Requirement ::
How many lines in the listing below contain the string "field"? Case counts. Reply with the number alone.

━━━━━ Records supplied

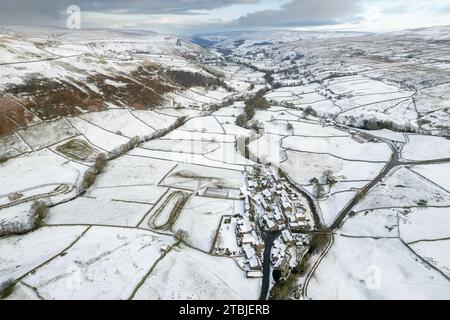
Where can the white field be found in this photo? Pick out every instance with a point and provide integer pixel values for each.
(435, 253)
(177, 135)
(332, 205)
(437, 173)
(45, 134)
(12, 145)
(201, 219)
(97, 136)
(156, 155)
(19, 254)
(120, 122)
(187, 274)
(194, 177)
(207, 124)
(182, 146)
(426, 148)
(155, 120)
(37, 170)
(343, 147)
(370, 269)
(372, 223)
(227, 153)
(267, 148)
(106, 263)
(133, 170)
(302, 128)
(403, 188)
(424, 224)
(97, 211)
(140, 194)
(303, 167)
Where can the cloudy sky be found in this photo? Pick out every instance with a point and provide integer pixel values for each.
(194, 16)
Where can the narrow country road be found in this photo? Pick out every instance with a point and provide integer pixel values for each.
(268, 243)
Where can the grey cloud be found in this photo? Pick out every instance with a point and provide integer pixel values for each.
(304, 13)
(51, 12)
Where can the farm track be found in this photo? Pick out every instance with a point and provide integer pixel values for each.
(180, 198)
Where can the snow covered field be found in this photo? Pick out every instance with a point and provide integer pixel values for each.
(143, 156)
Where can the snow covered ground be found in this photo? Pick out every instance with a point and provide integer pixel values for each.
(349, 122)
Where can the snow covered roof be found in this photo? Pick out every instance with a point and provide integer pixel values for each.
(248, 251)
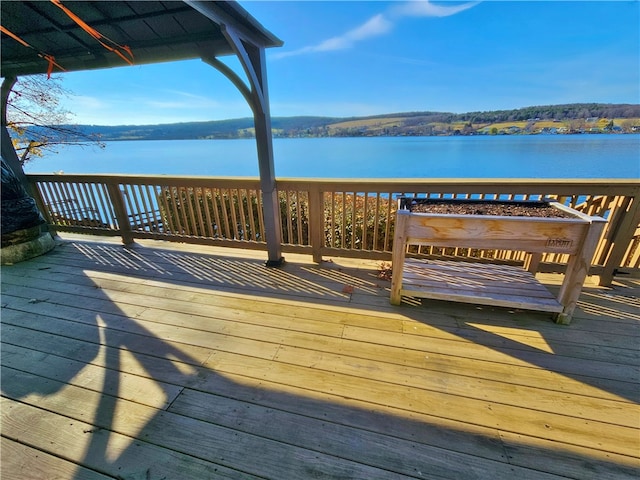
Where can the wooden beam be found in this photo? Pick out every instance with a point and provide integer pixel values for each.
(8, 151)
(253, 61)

━━━━━━━━━━
━━━━━ Records supplied

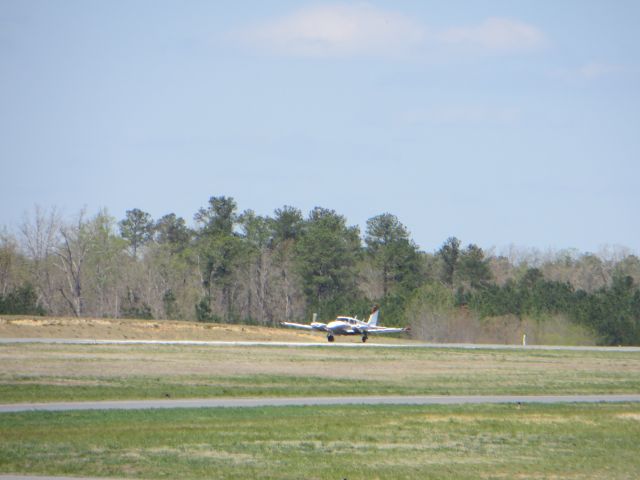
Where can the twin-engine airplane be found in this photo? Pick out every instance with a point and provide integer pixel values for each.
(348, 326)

━━━━━━━━━━

Finished answer ::
2